*** TASK DATA Section Begins ***

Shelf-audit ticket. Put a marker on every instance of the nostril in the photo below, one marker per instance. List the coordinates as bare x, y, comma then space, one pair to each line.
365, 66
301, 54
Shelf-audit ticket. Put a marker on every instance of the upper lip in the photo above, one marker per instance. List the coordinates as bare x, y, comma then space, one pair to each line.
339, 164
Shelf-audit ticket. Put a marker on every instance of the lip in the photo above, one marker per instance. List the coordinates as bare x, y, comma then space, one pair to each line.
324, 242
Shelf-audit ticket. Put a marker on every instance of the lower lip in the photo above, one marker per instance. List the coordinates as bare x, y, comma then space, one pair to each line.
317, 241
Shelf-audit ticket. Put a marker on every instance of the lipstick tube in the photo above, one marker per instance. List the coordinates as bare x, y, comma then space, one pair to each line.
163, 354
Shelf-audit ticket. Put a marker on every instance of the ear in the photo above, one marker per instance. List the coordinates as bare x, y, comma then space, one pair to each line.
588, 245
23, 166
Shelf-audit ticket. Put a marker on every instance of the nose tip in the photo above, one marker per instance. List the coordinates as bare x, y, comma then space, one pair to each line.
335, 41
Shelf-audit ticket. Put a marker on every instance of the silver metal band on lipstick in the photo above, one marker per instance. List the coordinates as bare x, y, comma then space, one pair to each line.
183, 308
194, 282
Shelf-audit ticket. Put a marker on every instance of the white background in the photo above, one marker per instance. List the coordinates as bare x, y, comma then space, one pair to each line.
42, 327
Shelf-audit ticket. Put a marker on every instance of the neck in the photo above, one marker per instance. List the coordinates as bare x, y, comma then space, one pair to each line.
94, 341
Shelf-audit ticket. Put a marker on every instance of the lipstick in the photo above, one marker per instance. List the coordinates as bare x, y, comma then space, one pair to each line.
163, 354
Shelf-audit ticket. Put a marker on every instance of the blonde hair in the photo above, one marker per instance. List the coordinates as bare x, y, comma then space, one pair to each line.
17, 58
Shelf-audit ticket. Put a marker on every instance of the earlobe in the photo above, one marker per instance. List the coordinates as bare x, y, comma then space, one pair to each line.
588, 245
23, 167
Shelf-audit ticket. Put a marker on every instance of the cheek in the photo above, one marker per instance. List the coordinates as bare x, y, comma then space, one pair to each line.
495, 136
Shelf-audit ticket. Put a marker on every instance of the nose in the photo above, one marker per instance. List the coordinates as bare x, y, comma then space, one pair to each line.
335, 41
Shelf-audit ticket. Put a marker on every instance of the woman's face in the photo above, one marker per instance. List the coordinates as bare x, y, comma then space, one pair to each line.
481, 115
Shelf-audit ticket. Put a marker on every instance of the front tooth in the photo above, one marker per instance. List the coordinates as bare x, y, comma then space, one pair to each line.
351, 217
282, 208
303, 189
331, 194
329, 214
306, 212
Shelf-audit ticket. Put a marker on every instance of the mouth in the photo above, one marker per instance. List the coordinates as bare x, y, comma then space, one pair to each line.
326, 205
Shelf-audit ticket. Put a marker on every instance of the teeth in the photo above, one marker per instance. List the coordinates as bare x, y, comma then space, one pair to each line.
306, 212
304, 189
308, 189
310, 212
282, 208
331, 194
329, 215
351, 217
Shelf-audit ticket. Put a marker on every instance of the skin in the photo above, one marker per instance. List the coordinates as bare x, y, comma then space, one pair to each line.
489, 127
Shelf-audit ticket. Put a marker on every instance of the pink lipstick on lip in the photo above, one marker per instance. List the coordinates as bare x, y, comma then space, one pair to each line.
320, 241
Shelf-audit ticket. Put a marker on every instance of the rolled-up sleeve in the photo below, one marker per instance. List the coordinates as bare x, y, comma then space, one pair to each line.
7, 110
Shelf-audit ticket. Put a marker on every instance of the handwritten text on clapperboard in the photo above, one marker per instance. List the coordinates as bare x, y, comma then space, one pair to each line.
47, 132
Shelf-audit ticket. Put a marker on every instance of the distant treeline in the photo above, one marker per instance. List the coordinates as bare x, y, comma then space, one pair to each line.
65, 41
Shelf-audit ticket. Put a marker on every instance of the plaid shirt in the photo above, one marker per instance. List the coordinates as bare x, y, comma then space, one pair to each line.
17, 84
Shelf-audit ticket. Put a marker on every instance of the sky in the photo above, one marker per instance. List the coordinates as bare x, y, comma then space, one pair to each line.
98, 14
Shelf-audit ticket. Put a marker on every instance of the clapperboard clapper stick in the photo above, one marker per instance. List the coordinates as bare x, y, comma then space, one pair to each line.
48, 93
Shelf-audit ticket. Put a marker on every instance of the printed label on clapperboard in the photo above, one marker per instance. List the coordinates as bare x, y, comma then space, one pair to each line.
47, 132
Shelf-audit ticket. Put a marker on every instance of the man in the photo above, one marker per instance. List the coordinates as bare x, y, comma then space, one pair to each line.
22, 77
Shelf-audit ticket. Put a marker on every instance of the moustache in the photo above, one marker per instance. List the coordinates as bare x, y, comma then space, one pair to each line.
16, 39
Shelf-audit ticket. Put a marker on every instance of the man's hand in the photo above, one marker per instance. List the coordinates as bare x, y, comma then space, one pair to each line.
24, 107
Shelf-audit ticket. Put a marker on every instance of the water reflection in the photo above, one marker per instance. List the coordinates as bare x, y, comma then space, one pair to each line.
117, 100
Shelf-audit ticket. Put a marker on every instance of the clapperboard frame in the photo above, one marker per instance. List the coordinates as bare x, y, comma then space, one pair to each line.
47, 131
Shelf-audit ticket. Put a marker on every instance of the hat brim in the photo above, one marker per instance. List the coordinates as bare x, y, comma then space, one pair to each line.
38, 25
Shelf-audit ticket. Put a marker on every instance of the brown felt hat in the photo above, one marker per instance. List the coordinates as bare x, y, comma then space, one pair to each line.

*** TASK DATA Section Ends ***

◆ ACTIVITY
Return the records in their entirety. Keep every character as it is.

◆ RESPONSE
Shelf-audit ticket. Put a marker on every instance of the nostril in the photo below, one marker per instance. List the coordinates as bare x, y, comma then space, one pair to each line.
365, 66
301, 54
Shelf-audit ticket. Put a marker on every instance of the upper lip in the photo above, one marker per instance. List the coordinates as bare x, y, comma then space, one pair to each line.
339, 164
Shelf-audit ticket. Put a marker on every instance of the lip in the photo above, one marker per instance. List the coordinates as bare x, y, comma then space, one pair to each line.
324, 242
Shelf-audit ticket. Put a marker on every instance of the lower lip in the photo above, one marker per instance. List the coordinates as bare x, y, comma then space, one pair to each line.
317, 241
Shelf-audit ticket. Put a marker on every instance of the lipstick tube in the photo above, one marker per instance. List the coordinates as bare x, y, comma then space, one pair to each line.
163, 354
Shelf-audit ticket. Put a marker on every instance of the ear in the photo above, one marker per instance. List the coordinates as bare x, y, comma then space, one pair to each line.
588, 245
23, 166
Shelf-audit ticket. Put a marker on every instance of the nose tip in the photo above, one marker per instance. List the coordinates as bare x, y, comma then space, one pair to each line.
335, 41
Shelf-audit ticket. Put a marker on every instance of the silver metal band on lipstick in the photo above, one marker per instance. List the coordinates as bare x, y, comma then space, one pair to each line.
183, 308
194, 282
Shelf-audit ticket. Put a marker on every instance of the white background in the photo above, one marker per instance. List the coordinates as bare x, y, comma then space, one pair to each line.
42, 327
Shelf-audit ticket. Put a marker on every instance of the neck in the photo above, one marker per instance. List the coordinates as bare x, y, comma then space, one pair to each line.
94, 341
Shelf-audit ticket. Put a marker on every instance of the lipstick in the photo above, one marker per instance. List the coordinates as bare x, y, comma then space, one pair to each line.
163, 354
Shelf-audit ticket. Put a marker on every instance of the blonde hair in the photo above, one marker per instance. List the coordinates as bare x, y, comma then space, one pair to each line.
17, 58
Shelf-audit ticket. Put a marker on every instance of the earlobe in the photo above, one marker per instance. List the coordinates as bare x, y, comma then space, one pair to each line.
588, 245
23, 167
Shelf-audit ticket. Put a marker on every instance of the cheek in the photo above, one marker per instance. List the coordinates as bare x, y, comma then space, one pair to each line.
495, 136
Shelf-audit ticket. Put a marker on every instance of the nose in the photo above, one marker per instance. List the coordinates as bare x, y, comma then space, one pair to each line.
335, 41
Shelf-audit ticket. Put a marker on every instance of the woman's face in the photo above, one marker per instance. List the coordinates as bare x, y, comma then space, one pair to each line.
481, 115
Shelf-audit ticket. Put a marker on every instance of the front tooth in the photo above, one marker per instance. List the coordinates as bare x, y, comma then space, one pair to each line.
351, 217
282, 208
303, 189
331, 194
329, 214
306, 212
Shelf-audit ticket. Put a marker on every instance of the mouth in the photo above, one marker per instance. List the coordinates as bare x, y, comma then space, one pair to each line.
326, 205
Shelf-audit ticket. Put a marker on every instance of the teeth in the photo above, one marker per instance. List the coordinates as bare x, y, comma then space, one pair to each line.
306, 212
304, 189
308, 189
310, 212
282, 208
331, 194
329, 215
351, 217
Shelf-audit ticket. Put a marker on every instance of the skin in the photo above, one marker per instance. List the coordinates as bare x, y, comma then space, one pair to each line.
489, 127
Shelf-audit ticket. Put a marker on every instance of the pink lipstick on lip in the photo above, one marker per instance. List the coordinates as bare x, y, comma then space, one pair to each line.
320, 241
Shelf-audit ticket. Put a marker on every instance of the rolled-up sleeve in the photo below, one marker per instance. List the coordinates as bare x, y, comma then space, one pair to each line.
7, 110
Shelf-audit ticket. Put a marker on every instance of the handwritten text on clapperboard in the photo above, one marker per instance. List the coordinates as bare x, y, comma then space, one pair to each line.
47, 132
Shelf-audit ticket. Put a marker on every instance of the distant treeline in the photo above, one marker per instance. List the coordinates as bare x, y, comma then space, one pair to each line.
65, 41
Shelf-audit ticket. Put a marker on every instance of the plaid shirt in the photo above, one marker per instance. List the coordinates as bare x, y, comma then space, one pair to each line.
17, 84
Shelf-audit ticket. Put a marker on every instance of the sky in the photo above, one marker per instance. List the coordinates as bare x, y, comma then space, one pair to each line.
98, 14
Shelf-audit ticket. Put a marker on every instance of the clapperboard clapper stick in the photo above, one marker per instance. List the coordinates as bare x, y, comma then space, one pair to each line.
48, 93
Shelf-audit ticket. Put a marker on every instance of the printed label on clapperboard in the photo above, one marker per instance. List the coordinates as bare x, y, comma then space, one pair to each line.
47, 132
Shelf-audit ticket. Put a marker on every instance of the man in the photo above, one marker per instance. List the coordinates as bare x, y, comma then space, one pair to each line.
22, 77
Shelf-audit ticket. Put a marker on every instance of the moustache in the photo above, one marker per instance. List the coordinates as bare x, y, comma then space, one pair to each line.
16, 39
Shelf-audit ticket. Put a marker on every instance of the man's hand in the photo above, one marker per instance. List the coordinates as bare x, y, comma then space, one pair to each line.
24, 107
Shelf-audit ticket. Put a marker on every instance of the water reflection in the photo above, one marker per instance. List the coordinates as bare x, y, comma then space, one pair to each line.
117, 100
Shelf-audit ticket. Put a marker on every instance of the clapperboard frame in the photo above, one marker per instance. List the coordinates as bare x, y, comma then space, one pair to each line.
47, 131
Shelf-audit ticket. Put a marker on every instance of the hat brim in the photo above, one marker per instance. List the coordinates as bare x, y, comma then space, one pair to each line.
38, 25
Shelf-audit ticket. Put a marker on every instance of the brown felt hat in the photo above, one marker per instance. List the coordinates as bare x, y, comma then space, one pair to each line.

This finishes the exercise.